--- START OF PROVIDED DATA ---
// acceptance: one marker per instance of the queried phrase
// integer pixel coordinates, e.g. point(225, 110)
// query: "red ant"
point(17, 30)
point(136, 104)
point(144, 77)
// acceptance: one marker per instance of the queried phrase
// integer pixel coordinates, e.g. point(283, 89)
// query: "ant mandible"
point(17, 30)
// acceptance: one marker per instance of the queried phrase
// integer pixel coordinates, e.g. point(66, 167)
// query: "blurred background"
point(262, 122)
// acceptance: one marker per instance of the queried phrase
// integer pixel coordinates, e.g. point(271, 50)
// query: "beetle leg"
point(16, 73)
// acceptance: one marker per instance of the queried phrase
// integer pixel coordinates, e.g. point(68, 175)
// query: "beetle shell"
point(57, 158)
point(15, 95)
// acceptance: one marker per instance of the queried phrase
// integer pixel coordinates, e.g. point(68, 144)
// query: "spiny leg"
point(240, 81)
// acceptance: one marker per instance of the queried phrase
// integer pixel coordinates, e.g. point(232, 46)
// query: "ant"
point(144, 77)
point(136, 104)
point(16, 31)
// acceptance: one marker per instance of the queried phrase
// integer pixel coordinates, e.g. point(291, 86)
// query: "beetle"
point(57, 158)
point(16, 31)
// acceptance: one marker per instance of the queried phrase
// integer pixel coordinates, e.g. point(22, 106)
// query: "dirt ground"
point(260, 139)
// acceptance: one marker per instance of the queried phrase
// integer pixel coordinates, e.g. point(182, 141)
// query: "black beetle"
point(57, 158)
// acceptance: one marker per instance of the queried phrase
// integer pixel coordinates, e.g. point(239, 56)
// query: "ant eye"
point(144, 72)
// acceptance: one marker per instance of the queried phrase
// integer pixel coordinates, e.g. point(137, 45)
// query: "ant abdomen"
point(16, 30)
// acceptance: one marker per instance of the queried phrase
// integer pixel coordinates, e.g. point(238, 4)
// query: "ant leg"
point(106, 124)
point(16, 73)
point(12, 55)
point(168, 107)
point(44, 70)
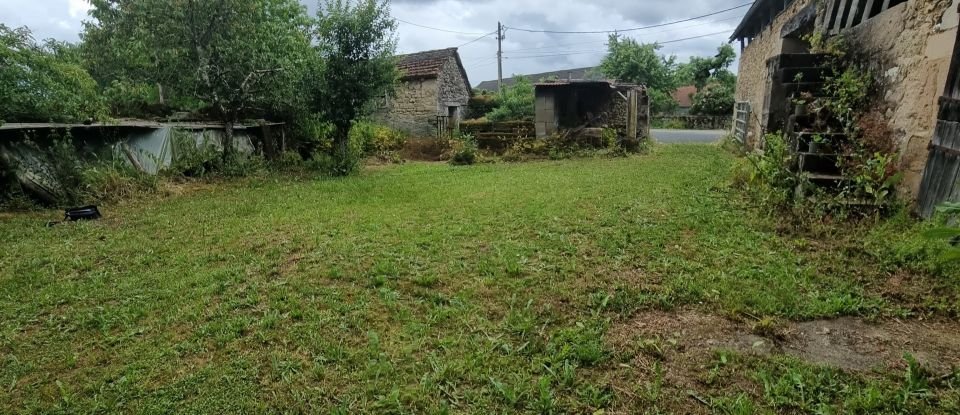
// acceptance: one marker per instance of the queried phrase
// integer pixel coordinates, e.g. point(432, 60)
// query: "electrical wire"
point(605, 51)
point(631, 29)
point(477, 39)
point(438, 29)
point(605, 42)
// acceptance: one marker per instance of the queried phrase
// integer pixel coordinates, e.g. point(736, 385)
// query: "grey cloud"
point(51, 18)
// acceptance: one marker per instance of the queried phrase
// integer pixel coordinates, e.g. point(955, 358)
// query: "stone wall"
point(417, 102)
point(753, 79)
point(412, 108)
point(912, 46)
point(453, 90)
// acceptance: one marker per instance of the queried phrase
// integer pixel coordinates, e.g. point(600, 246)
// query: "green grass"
point(420, 288)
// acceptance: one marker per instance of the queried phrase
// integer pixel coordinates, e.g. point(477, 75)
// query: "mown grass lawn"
point(419, 288)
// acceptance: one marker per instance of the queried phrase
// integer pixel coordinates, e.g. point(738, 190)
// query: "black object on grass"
point(82, 213)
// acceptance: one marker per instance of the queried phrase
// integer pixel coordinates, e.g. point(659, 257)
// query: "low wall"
point(498, 136)
point(692, 122)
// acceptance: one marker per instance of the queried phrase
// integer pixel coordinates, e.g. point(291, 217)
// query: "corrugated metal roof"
point(129, 123)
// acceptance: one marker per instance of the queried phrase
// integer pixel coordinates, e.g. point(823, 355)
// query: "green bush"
point(42, 82)
point(515, 103)
point(193, 159)
point(378, 140)
point(115, 179)
point(465, 151)
point(768, 175)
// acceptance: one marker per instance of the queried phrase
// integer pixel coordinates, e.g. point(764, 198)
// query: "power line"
point(635, 28)
point(437, 29)
point(604, 51)
point(605, 42)
point(476, 40)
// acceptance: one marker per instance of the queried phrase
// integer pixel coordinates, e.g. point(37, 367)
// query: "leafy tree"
point(716, 98)
point(701, 71)
point(238, 57)
point(356, 43)
point(516, 102)
point(44, 82)
point(640, 63)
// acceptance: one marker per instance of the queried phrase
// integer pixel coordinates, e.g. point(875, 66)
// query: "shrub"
point(465, 151)
point(768, 174)
point(379, 141)
point(948, 233)
point(192, 158)
point(515, 103)
point(115, 179)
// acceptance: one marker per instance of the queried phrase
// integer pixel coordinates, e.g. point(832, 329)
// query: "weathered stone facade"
point(571, 105)
point(432, 84)
point(753, 80)
point(911, 44)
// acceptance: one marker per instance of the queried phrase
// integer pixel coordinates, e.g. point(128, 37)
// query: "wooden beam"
point(843, 8)
point(853, 14)
point(830, 17)
point(953, 76)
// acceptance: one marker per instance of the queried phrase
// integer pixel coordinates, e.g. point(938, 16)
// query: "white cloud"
point(525, 52)
point(78, 8)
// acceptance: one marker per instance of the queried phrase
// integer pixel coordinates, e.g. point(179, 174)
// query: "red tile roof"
point(424, 64)
point(429, 64)
point(684, 95)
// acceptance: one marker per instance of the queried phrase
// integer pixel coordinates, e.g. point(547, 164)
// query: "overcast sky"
point(525, 52)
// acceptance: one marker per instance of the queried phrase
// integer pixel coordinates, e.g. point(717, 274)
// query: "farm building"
point(148, 146)
point(684, 99)
point(585, 107)
point(912, 43)
point(432, 94)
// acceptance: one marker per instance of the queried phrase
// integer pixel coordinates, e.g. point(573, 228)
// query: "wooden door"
point(941, 178)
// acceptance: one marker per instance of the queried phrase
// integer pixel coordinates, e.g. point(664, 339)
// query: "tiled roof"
point(684, 95)
point(578, 73)
point(424, 64)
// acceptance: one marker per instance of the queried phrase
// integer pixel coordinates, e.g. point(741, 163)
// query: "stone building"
point(910, 42)
point(585, 107)
point(433, 93)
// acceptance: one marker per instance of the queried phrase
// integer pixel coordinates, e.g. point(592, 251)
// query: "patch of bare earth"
point(681, 346)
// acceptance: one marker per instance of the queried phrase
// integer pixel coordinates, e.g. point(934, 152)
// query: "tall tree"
point(235, 56)
point(356, 40)
point(640, 63)
point(702, 70)
point(44, 82)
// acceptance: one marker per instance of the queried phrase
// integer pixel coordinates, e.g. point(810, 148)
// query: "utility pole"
point(500, 58)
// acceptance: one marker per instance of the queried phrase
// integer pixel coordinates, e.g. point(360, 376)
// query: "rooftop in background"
point(684, 95)
point(132, 123)
point(428, 64)
point(578, 73)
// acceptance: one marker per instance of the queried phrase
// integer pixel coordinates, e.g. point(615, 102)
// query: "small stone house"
point(912, 43)
point(432, 95)
point(585, 107)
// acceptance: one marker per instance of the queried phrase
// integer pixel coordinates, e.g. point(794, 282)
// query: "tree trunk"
point(341, 151)
point(227, 140)
point(269, 143)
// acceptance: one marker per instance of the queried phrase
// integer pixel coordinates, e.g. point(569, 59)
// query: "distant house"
point(912, 43)
point(684, 98)
point(566, 74)
point(433, 93)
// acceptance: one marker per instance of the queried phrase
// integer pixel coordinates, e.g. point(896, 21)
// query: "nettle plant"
point(949, 232)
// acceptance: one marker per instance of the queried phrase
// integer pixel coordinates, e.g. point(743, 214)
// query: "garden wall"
point(911, 44)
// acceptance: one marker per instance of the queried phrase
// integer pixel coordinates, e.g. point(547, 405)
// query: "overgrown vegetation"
point(515, 103)
point(846, 122)
point(421, 288)
point(44, 81)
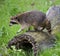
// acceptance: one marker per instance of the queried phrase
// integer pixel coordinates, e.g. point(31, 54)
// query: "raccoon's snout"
point(12, 22)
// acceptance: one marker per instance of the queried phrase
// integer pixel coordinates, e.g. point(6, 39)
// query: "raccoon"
point(37, 19)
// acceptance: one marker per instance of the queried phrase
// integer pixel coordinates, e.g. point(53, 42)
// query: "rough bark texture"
point(33, 40)
point(39, 40)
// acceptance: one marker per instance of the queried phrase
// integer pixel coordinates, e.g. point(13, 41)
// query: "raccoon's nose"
point(10, 24)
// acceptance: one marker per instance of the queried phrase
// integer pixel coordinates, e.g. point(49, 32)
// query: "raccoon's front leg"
point(23, 27)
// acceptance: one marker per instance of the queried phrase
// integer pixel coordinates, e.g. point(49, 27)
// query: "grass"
point(10, 8)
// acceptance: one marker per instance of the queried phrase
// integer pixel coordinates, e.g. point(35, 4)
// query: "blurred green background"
point(9, 8)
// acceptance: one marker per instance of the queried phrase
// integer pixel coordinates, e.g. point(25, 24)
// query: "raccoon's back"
point(32, 17)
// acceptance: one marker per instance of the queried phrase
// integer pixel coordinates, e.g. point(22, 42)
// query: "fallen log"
point(33, 40)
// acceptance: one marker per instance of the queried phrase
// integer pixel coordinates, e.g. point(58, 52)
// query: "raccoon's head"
point(13, 21)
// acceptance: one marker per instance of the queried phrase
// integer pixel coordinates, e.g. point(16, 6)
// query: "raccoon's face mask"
point(13, 22)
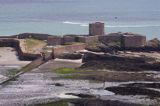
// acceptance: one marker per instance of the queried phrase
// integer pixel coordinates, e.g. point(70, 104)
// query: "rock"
point(58, 84)
point(72, 56)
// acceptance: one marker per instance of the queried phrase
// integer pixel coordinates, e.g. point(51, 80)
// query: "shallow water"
point(72, 16)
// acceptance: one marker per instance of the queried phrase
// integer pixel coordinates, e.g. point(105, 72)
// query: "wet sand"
point(8, 57)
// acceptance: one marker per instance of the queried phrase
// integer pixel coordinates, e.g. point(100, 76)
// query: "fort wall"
point(58, 50)
point(8, 42)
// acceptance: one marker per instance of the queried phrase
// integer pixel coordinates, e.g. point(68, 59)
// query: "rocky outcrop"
point(72, 56)
point(119, 63)
point(7, 42)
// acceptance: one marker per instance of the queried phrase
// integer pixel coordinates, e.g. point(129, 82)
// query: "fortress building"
point(96, 28)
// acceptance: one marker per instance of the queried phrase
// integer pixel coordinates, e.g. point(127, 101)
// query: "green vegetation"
point(33, 44)
point(66, 70)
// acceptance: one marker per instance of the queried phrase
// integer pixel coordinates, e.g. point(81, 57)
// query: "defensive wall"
point(58, 50)
point(58, 40)
point(32, 35)
point(9, 42)
point(124, 40)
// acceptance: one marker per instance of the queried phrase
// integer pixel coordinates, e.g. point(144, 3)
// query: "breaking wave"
point(111, 26)
point(75, 23)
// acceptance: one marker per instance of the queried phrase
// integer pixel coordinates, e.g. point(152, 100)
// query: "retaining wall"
point(58, 50)
point(8, 42)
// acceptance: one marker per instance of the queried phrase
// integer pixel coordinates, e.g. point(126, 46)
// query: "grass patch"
point(66, 70)
point(32, 44)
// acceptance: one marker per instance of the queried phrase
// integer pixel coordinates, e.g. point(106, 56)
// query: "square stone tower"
point(96, 28)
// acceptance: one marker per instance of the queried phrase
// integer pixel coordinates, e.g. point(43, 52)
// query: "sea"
point(60, 17)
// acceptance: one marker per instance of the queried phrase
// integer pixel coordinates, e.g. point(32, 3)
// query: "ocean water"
point(59, 17)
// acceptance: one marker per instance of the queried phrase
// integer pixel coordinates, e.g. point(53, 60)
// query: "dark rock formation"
point(72, 56)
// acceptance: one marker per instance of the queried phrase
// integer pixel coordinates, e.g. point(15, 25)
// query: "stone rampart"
point(58, 50)
point(8, 42)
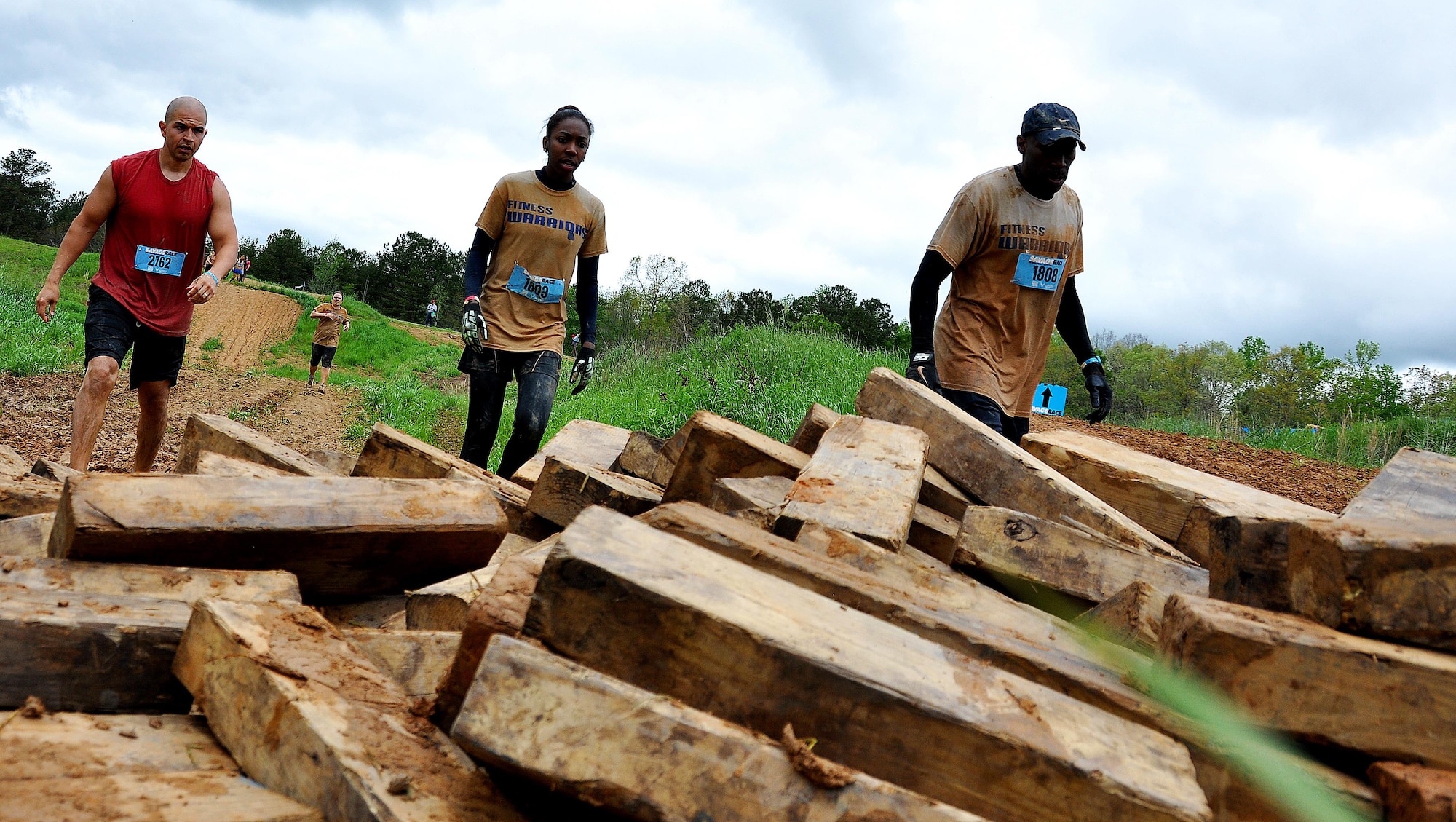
--- END OF PROVIDED DATA ---
__GOAL__
Tally the lines in the entries above that contain the string "grass", counting only matches in the same letter case, and reply with the number alone.

__THE SOLUTION__
5